The problem —
Resume the Spaceport America forum thread below, starting right after its final line.

Supplied passage —
---*---

# NEW MEXICO | Spaceport America Development News



## Newcastle Guy (Jul 8, 2005)

Logo source


First images released of the first Spaceport America terminal, designed by a team consisting of British architects (Fosters) and American engineers.

Construction is due to begin next year and finish late 2009/early 2010.

Virgin Galactic plan to launch from here as soon as it opens.

Official Site:

Link

Virgin Galactic site:

Link

Renders:









Source: http://solscape.astroarts.org/2009/06/21/grundsteinlegung-fuer-spaceport-america / full HD resolution

HiRes Visualization of Spaceport America from above:








Source: http://expandingconsciousness.wordpress.com/2011/05/ / full resolution























































Elevation:





































The spacecraft by Virgin Galactic (White Knight):



















All renders by archrecord.construction.com / See also


There are more renders on the official Spaceport America site, and a number of stories on the net.


Actual spacecraft footage:




























From: http://www.virgingalactic.com/news/...me-toasts-the-evolution-of-flight-with-virgi/


----------



## will.exe (Aug 9, 2006)

Yea civilian space travel will become the norm in my lifetime I have no doubt. Wow.


----------



## xXFallenXx (Jun 15, 2007)

Wow, its amazing what us humans can do. 
Crazy. i wish i had the money do this.


----------



## xXFallenXx (Jun 15, 2007)

i wonder if there will really be as many people there as they show in the pics.


----------



## philvia (Jun 22, 2006)

wtf why new mexico?


----------



## xXFallenXx (Jun 15, 2007)

^^ probably because there is nothing out there, so the noise wont bother people. Also because i assume they need a huge runway and there is a lot of space in New Mexico for that kind of thing.


----------



## MDguy (Dec 16, 2006)

They have a place where space shuttles land sometimes already. i think thats why


----------



## Athenax (Aug 14, 2007)

Looks cute and looks like an alien's hub to me. :lol:

And since it's a "Spaceport", aliens from outer space might come to visit from time to time.


----------



## xXFallenXx (Jun 15, 2007)

^^ i think thats one of the reasons they are building it. :lol:


----------



## Athenax (Aug 14, 2007)

^^ Right, to encourage aliens from outer space to land on earth. :lol:


----------



## -Corey- (Jul 8, 2005)

That's why they are going to buld it. ^^


----------



## Zicyx (Jun 6, 2007)

Wow the building indeed looks ''alien''! There many strange buildings around the world but they always look ''human''. This one looks really alien. Maybe someone should put this on Digg.


----------



## Bond James Bond (Aug 23, 2002)

Kewel thread. 

Here's where it's located.










They shoulda put it closer to Roswell.


----------



## XKQWhy (Aug 26, 2007)

^^ 

It's closer to Las Cruces than it looks on the map, I think about 40 miles north-- roughly halfway between T or C and Las Cruces.

Regarding the why New Mexico comment...

---*---

Record extracts —

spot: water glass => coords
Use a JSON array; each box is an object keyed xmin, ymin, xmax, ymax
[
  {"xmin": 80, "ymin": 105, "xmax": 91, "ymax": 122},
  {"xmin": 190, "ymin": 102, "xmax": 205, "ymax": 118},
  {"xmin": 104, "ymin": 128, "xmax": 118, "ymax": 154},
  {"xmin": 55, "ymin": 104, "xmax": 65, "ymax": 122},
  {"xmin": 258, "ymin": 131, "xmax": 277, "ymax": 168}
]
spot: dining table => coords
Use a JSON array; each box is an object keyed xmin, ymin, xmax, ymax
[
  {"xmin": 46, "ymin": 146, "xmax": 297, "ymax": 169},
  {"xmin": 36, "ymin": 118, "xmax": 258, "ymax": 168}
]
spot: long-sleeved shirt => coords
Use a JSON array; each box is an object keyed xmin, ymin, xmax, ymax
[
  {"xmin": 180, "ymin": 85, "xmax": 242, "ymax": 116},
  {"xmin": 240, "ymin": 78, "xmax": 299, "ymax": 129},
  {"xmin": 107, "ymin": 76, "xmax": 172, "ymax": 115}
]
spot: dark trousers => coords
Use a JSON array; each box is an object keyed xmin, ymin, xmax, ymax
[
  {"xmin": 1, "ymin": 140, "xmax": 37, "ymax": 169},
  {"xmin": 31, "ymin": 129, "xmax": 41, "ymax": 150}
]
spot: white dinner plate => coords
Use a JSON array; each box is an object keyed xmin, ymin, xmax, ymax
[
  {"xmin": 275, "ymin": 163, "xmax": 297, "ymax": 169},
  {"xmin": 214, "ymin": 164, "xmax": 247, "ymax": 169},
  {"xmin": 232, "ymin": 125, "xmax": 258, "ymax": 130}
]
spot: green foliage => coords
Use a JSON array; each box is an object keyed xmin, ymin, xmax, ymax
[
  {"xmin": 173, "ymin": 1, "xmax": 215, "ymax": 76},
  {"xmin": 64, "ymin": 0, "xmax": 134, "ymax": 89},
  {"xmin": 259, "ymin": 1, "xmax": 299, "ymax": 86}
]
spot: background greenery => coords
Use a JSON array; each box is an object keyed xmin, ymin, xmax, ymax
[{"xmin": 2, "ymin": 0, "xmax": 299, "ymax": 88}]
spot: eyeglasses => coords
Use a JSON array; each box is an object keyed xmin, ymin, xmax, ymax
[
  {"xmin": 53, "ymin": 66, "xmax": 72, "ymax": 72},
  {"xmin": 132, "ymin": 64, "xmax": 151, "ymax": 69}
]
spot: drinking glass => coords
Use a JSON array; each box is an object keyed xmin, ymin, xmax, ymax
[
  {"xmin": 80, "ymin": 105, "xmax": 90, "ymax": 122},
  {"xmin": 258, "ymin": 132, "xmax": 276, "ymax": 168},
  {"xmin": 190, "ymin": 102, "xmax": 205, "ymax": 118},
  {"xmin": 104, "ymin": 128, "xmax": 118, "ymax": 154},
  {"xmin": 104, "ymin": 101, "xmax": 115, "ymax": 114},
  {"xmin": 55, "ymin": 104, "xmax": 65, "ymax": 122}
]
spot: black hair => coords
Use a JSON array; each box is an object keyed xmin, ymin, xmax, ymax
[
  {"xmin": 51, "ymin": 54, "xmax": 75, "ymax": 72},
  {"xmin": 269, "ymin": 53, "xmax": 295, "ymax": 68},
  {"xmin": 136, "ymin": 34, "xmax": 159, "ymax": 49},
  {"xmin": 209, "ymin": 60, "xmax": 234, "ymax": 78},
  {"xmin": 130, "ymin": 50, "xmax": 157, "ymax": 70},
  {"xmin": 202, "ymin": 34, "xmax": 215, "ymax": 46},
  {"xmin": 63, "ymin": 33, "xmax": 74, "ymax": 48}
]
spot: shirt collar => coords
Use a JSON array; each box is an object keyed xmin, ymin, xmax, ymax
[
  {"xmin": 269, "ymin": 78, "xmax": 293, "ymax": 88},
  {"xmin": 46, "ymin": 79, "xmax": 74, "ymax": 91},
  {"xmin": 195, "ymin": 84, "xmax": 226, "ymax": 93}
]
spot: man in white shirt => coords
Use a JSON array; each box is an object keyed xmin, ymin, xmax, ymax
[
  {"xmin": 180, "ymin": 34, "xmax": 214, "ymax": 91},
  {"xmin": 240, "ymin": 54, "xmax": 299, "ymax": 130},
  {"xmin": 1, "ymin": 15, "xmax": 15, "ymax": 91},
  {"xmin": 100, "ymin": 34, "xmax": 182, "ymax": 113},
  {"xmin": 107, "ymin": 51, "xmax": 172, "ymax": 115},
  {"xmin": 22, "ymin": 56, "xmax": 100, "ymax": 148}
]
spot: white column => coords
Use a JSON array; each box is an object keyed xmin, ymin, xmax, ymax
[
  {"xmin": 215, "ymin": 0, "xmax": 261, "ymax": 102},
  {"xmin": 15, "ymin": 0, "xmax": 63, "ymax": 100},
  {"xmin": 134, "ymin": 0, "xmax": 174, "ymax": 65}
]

---*---

Written response —
NM may be a small state (2M people in the whole state), but it is well-represented by high tech/R&D companies and two National Laboratories (Sandia and Los Alamos). The site is near the White Sands Missile Range where the first atomic bomb was detonated in 1945 and, as stated earlier, the backup Shuttle landing site.

Of course there's nothing around for 40 miles or so, so it's probably a pretty good site...


----------



## Gaeus (Mar 21, 2007)

OOH! NICE!

Its pretty far from Roswell but I am pretty sure it will only take less than 30 seconds for aliens to get there. :nuts:


----------



## Athenax (Aug 14, 2007)

Gaeus said:


> Its pretty far from Roswell but I am pretty sure it will only take less than 30 seconds for aliens to get there. :nuts:




Some of them are getting curious about this "Spaceport"...











...that they held a meeting to discuss it.


----------



## jchernin (Jul 21, 2005)

nice thread.

^i hope u didnt take that photo Athenax


----------



## Athenax (Aug 14, 2007)

jchernin said:


> ^i hope u didnt take that photo Athenax


It was a closed door meeting and those jealous aliens won't let me in...:|


----------



## goschio (Dec 2, 2002)

Nice space port. Isn't Dubai planing one as well?


----------



## Zicyx (Jun 6, 2007)

^^ Yeah and Singapore too.


----------



## -Corey- (Jul 8, 2005)

liars


----------



## Gaeus (Mar 21, 2007)

This thread needs to be transferred to the Airport section.


----------



## DAMN I m good (Aug 19, 2007)

its an exiting project were going in to the next step of transport


----------



## Newcastle Guy (Jul 8, 2005)

Sweden is also planning a spaceport, and Richard Branson is also looking at flying from the UK as well once VG takes off, so we could be getting one too.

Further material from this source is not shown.